=== Page text ===

More Christianity? Would that there were no more question of it at all! That is the Revolution’s cry wherever it is in power. And where in Europe is it not in power? Not a single revolutionary has protested against the ferocious howls of Garibaldi, against the more coldly murderous demands of M. Quinet, urging that Catholicism be “smothered in the mud,” against the moronic impiety of those blind partisans who form associations pledged to refuse the sacraments. To date, on the other hand, no revolutionary nabob has been converted by the platforms, the advances, the tendernesses, and, alas! it has to be confessed, the cringings of the liberal Catholics.
In vain have they disowned their brothers, despised the Bulls, explained away or repudiated the encyclicals: the lengths to which they have gone have won for them patronizing compliments, humiliating encouragements, but no alliances. Up to the present the liberal chapel lacks a gate of entrance, and seems to be nothing more than a gate of exit from the great Church. The eruption of hate still continues in the non-Christian liberal camp: it ignites in the midst of the world a conflagration of fury not only against the Church, but against the very idea of God. The heads of parties that govern contemporary Europe all vie with one another in an effort to break off all union between man and God. Among the schismatics, among the heretics, and lastly among the infidels, however slight the contact they have with civilization, everywhere the Church is being despoiled. The Moslem State seizes upon the goods of the mosques, as the Christian State in its turn confiscates ecclesiastical property; the one thing necessary is that God should not, under any name, under any title, possess a square foot of what He has created.

=== Dataset content ===

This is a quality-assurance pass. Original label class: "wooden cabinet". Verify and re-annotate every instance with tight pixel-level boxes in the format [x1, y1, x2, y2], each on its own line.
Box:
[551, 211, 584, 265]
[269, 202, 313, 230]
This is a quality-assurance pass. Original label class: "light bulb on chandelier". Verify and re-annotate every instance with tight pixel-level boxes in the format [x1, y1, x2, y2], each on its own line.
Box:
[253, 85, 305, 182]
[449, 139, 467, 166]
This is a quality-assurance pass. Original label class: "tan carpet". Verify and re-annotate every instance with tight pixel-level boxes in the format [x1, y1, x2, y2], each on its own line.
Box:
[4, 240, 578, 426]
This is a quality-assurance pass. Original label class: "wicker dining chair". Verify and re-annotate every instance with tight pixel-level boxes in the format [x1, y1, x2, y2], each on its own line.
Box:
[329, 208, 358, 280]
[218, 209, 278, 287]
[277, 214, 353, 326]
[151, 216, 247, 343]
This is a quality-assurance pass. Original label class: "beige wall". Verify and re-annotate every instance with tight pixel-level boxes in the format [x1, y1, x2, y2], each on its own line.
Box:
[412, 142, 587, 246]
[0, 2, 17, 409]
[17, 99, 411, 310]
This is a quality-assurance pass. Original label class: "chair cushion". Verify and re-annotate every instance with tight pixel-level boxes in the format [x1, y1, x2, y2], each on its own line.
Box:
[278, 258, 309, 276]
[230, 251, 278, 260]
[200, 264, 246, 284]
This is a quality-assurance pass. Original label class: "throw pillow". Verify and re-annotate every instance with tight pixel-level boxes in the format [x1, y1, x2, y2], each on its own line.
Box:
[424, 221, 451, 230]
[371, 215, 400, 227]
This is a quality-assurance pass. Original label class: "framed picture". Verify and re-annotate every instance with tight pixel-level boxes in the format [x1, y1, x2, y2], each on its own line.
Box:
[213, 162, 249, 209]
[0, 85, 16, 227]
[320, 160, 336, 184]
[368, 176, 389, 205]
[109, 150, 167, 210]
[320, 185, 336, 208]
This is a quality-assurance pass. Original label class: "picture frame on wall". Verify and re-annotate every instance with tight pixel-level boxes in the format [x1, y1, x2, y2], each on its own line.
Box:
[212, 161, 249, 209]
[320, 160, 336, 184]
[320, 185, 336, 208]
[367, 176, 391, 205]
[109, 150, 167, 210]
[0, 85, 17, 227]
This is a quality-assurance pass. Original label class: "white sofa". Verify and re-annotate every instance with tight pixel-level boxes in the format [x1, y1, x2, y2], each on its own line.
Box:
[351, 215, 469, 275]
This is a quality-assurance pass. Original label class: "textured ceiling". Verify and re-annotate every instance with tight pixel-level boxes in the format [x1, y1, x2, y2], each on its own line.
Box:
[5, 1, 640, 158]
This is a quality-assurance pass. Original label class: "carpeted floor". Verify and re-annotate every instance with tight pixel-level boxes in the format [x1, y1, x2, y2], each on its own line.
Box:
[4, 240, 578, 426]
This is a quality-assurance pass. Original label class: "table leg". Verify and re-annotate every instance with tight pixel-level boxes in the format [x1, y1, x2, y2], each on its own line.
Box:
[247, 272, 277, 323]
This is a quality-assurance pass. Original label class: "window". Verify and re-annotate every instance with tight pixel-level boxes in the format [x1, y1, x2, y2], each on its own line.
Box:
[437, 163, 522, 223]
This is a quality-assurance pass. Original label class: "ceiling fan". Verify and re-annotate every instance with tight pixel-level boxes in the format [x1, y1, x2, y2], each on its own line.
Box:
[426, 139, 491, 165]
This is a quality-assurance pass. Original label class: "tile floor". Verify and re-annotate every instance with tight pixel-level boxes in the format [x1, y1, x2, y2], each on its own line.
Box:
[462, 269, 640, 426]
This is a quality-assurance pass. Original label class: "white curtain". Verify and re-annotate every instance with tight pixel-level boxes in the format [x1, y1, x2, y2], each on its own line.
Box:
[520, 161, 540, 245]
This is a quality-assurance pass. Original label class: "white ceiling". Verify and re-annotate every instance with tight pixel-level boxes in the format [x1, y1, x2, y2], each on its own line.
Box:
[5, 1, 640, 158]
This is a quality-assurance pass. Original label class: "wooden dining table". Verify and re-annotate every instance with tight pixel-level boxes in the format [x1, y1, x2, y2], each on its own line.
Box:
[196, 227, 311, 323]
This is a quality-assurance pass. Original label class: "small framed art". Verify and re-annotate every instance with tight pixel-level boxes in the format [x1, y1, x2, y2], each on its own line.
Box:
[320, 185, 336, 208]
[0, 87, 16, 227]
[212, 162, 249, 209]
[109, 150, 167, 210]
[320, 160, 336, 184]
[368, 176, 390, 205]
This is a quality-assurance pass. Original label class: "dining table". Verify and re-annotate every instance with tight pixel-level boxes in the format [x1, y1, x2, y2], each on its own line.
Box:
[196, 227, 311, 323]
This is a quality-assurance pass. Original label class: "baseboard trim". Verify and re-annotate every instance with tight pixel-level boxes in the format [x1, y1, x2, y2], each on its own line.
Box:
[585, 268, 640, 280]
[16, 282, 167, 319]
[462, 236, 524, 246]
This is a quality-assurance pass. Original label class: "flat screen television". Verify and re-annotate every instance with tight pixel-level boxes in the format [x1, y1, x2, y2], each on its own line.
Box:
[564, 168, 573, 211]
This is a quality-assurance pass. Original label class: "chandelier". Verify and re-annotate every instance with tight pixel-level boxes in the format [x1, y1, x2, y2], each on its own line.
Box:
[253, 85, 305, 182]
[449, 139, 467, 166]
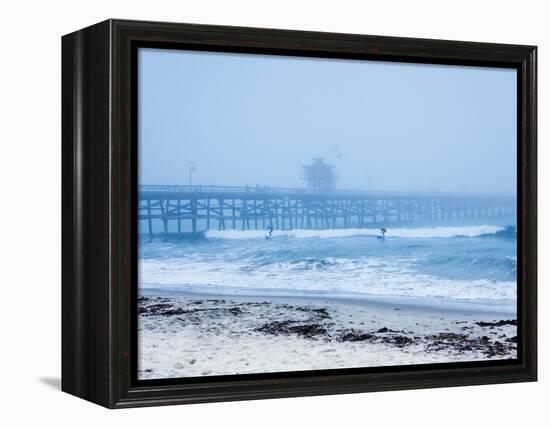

===

— Exercise instructions —
Transcribe everything in the passage on liberal Catholicism from "More Christianity? Would" down to "the liberal Catholics.". Nothing in the listing is needed here.

— Result of the exercise —
More Christianity? Would that there were no more question of it at all! That is the Revolution’s cry wherever it is in power. And where in Europe is it not in power? Not a single revolutionary has protested against the ferocious howls of Garibaldi, against the more coldly murderous demands of M. Quinet, urging that Catholicism be “smothered in the mud,” against the moronic impiety of those blind partisans who form associations pledged to refuse the sacraments. To date, on the other hand, no revolutionary nabob has been converted by the platforms, the advances, the tendernesses, and, alas! it has to be confessed, the cringings of the liberal Catholics.